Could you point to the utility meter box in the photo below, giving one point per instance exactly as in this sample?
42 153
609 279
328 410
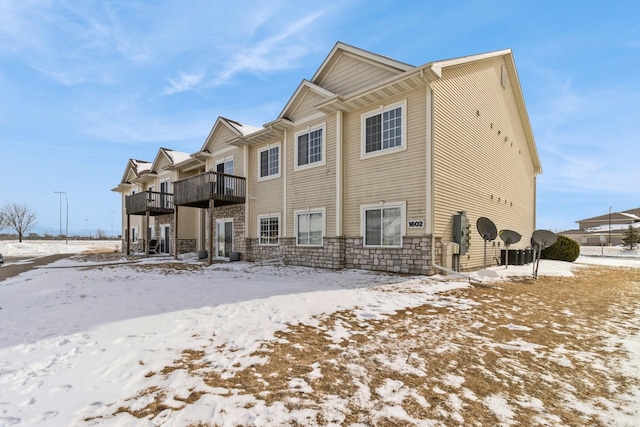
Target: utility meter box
461 231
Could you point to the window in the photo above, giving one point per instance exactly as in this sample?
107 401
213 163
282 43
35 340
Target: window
383 130
269 226
309 228
383 226
225 184
310 147
269 159
165 188
225 166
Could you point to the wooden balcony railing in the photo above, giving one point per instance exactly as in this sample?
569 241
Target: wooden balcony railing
222 188
149 201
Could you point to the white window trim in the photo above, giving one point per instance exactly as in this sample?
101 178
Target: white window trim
270 215
308 130
224 161
363 130
382 204
323 211
268 147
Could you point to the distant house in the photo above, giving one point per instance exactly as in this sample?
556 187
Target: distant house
606 229
369 165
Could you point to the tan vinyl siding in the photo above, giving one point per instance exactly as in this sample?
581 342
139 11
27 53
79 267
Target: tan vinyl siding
264 196
314 187
238 160
188 221
394 177
350 74
305 105
482 164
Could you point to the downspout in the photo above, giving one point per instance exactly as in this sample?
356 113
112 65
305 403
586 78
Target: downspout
247 192
283 161
429 176
339 213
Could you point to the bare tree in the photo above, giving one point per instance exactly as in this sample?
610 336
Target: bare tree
19 218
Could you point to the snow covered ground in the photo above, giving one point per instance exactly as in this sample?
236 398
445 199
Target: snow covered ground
80 339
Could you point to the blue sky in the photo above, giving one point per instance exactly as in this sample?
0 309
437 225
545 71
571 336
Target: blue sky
86 85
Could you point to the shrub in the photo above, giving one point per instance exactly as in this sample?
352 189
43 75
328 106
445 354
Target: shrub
564 249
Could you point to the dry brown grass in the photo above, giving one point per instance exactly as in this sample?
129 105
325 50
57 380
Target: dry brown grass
540 345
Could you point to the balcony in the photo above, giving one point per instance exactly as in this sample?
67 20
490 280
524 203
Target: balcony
198 190
151 202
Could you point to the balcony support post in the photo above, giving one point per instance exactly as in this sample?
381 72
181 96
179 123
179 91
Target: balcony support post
128 234
175 231
211 233
146 227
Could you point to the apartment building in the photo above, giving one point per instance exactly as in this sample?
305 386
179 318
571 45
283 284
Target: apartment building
367 167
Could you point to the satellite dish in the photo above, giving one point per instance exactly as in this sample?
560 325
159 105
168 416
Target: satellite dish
544 238
510 237
541 239
487 229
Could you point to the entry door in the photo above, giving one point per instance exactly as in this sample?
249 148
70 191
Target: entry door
224 238
164 239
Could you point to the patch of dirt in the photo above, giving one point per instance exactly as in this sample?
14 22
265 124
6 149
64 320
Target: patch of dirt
541 348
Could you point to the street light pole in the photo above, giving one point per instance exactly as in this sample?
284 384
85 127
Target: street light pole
67 227
609 225
60 193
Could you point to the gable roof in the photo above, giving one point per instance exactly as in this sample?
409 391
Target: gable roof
237 128
134 170
413 77
171 156
342 48
299 94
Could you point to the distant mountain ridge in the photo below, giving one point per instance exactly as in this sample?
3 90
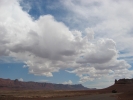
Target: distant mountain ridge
7 84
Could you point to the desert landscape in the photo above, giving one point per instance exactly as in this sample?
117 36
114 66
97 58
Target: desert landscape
17 90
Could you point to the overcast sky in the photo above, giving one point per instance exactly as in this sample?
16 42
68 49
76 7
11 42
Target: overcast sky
85 42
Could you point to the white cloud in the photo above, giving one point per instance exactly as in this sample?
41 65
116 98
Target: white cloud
68 82
21 79
46 45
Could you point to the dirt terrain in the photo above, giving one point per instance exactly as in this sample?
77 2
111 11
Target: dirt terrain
14 90
56 95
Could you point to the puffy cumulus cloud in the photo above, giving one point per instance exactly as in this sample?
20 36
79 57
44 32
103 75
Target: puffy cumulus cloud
107 21
68 82
46 46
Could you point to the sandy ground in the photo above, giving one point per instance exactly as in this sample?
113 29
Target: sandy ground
108 96
56 95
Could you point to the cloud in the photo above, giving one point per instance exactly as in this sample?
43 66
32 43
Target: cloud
46 45
21 79
68 82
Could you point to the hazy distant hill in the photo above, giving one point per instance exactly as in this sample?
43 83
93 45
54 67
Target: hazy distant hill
7 84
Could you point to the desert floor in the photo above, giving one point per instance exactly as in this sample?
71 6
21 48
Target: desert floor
57 95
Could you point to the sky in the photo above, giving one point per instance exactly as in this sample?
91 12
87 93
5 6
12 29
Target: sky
86 42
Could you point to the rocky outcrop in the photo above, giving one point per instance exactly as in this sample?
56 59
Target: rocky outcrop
18 85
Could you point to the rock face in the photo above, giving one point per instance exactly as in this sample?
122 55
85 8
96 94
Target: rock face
8 84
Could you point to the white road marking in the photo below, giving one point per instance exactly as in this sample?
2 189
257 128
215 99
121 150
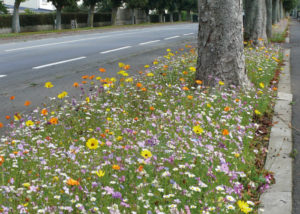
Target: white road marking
187 34
56 43
60 62
145 43
117 49
173 37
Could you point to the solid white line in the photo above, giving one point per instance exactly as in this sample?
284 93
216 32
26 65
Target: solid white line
188 34
117 49
61 62
145 43
56 43
173 37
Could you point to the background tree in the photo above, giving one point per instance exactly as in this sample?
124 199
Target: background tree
135 4
255 21
15 18
91 4
59 4
3 9
220 43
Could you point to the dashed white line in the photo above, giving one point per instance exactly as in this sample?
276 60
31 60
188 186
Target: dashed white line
145 43
173 37
187 34
117 49
60 62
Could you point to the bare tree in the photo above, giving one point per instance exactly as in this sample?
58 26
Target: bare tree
220 42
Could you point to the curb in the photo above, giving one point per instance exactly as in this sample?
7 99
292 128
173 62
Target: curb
278 199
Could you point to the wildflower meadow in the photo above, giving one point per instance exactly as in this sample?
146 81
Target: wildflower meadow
156 142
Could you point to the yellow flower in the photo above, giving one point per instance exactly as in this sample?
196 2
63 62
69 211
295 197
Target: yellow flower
244 206
92 143
257 112
62 94
150 75
146 153
48 85
198 129
130 79
262 85
29 123
193 69
100 173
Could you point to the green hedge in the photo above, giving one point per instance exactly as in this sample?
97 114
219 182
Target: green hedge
48 19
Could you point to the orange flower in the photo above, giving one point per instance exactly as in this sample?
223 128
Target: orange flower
141 168
102 70
1 160
126 67
54 120
44 112
225 132
27 103
199 82
116 167
227 108
72 182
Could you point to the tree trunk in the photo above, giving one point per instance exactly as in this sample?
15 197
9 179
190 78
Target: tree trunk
58 18
269 18
114 16
220 43
179 16
171 17
256 21
91 15
15 18
275 5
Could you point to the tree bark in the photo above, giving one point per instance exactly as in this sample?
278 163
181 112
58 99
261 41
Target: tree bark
220 43
91 15
269 18
58 18
275 5
15 19
255 21
114 15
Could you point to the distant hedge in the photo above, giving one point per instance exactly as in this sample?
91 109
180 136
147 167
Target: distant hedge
48 19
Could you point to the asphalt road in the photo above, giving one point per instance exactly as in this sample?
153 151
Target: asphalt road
26 66
295 77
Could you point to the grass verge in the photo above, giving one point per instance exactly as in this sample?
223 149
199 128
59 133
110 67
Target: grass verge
147 144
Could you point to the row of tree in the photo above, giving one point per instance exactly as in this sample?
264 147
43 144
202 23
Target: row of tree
146 5
220 37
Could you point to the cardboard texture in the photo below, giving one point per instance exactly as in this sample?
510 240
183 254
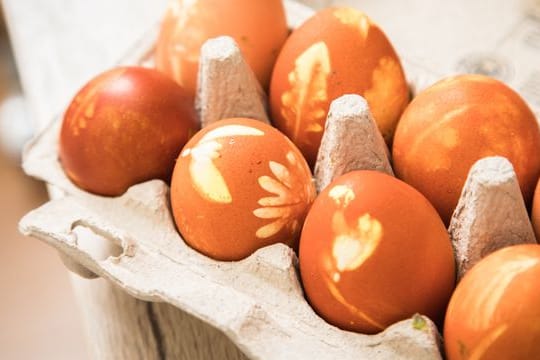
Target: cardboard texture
258 302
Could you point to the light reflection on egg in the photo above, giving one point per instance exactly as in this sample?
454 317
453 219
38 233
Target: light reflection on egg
494 312
456 122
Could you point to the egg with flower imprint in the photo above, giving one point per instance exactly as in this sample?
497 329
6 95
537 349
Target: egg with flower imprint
374 251
239 185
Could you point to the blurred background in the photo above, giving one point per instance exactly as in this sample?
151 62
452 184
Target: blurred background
38 315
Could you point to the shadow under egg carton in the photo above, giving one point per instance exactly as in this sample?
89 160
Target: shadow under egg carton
257 302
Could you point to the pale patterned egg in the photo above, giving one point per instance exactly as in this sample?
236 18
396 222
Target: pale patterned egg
259 28
240 185
374 251
338 51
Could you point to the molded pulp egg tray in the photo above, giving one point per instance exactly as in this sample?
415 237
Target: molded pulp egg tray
257 302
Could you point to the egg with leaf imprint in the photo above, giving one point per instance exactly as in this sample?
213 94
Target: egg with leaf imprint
374 251
239 185
336 52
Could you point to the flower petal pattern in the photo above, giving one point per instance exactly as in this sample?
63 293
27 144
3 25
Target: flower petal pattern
205 176
282 206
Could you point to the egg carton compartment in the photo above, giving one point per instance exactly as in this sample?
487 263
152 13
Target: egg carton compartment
258 302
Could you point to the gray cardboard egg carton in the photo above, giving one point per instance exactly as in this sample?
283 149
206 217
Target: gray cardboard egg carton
258 302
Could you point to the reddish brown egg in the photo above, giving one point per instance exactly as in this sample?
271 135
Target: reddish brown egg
338 51
374 251
456 122
239 185
259 28
536 212
494 312
125 126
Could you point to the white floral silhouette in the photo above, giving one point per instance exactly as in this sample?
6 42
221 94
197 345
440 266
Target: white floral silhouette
289 197
206 177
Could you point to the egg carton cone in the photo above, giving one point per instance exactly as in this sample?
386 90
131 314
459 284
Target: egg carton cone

WORK ORDER |
Scan the listing above. Collect all lines with the word "cone".

OUTPUT OF THE EXERCISE |
Could you point to the egg carton cone in the photo above, giving one point per instance exactly as in this sample?
Target: egg carton cone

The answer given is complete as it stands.